• Excerpt to read
┏━━

Mr Rodney Laing

Consultant Neurosurgeon

One patient’s story of her journey from fracture to treatment and her decision to go private following months of waiting and agony...

“I kept waiting for the pain to come back, but it had gone. It was like a weight had been lifted and I can’t express how grateful I was to have it done”

In January 2012 Helen Simms, a healthy and active 25-year-old office worker fractured her foot. Sometime following the fracture she developed pain in her right leg, which was originally thought to be related to her broken foot. This then led to developing pain in her lower back.

As the pain became progressively worse, Helen visited her GP who diagnosed a muscle strain and she was referred to NHS physiotherapy. After eight long weeks of painful waiting while still continuing at work, Helen was able to have physiotherapy.

June 2012 – PHYSIOTHERAPY
Following physiotherapy, Helen still had severe back and leg pain and was referred for an MRI scan. This took place in August and her scan results were eventually received in September. During this time she took a holiday to America but the horrendous pain made it hard to enjoy the experience and Helen realised that this injury was now seriously affecting her life.

September 2012 – MRI SCAN RESULTS
Following the scan results Helen was offered referral to the NHS but would have to wait for 12 weeks to see a surgeon. Helen was in such pain that, she says, “I used to cry myself to sleep. I couldn’t do anything – even lying down and getting up was hard”.

┗━━

• Data provided
┏━━

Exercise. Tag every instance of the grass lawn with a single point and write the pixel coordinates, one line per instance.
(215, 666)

┗━━
┏━━

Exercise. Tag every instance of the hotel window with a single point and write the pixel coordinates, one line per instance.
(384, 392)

┗━━

• Questions to answer
a – Say whether each of these statements agrees with the patient story: (i) Helen fractured her foot in January 2012; (ii) her GP diagnosed a slipped disc; (iii) her MRI scan took place in September. Answer yes or no for each, quoting the words of the patient story that decide it.
b – Swap "GP" for "family doctor" and write out the part of the patient story that begins at the words "As the pain" and stops after "to have physiotherapy.".
c – Write the next part of the patient story, following on from its final sentence.

• Answers for this exercise
a –
(i) Yes: "In January 2012 Helen Simms, a healthy and active 25-year-old office worker fractured her foot."
(ii) No: "Helen visited her GP who diagnosed a muscle strain"
(iii) No: "This took place in August and her scan results were eventually received in September."

b –
As the pain became progressively worse, Helen visited her family doctor who diagnosed a muscle strain and she was referred to NHS physiotherapy. After eight long weeks of painful waiting while still continuing at work, Helen was able to have physiotherapy.

c –
September 2012 – ‘GOING PRIVATE’
Helen had a holiday booked to Australia for 7 October, which she’d been looking forward to and was determined that her pain was not going to ruin it for her, so with this in mind she decided to ‘go private’ and pay for her surgery. Helen decided to see Mr Rod Laing, Consultant Neurosurgeon at Spire Cambridge Lea Hospital.

Helen spoke to Mr Laing’s secretary, Annie, who booked her in for her initial consultation on 18 September. At the consultation Mr Laing reviewed the case history and carefully examined Helen. He then showed her the scan of her back, which revealed that her pain was caused by a disc prolapse pressing on one of the nerves going to Helen’s leg. He discussed the treatment options and offered her day-case, minimally invasive lumbar discectomy, and she was booked in for 28 September 2012.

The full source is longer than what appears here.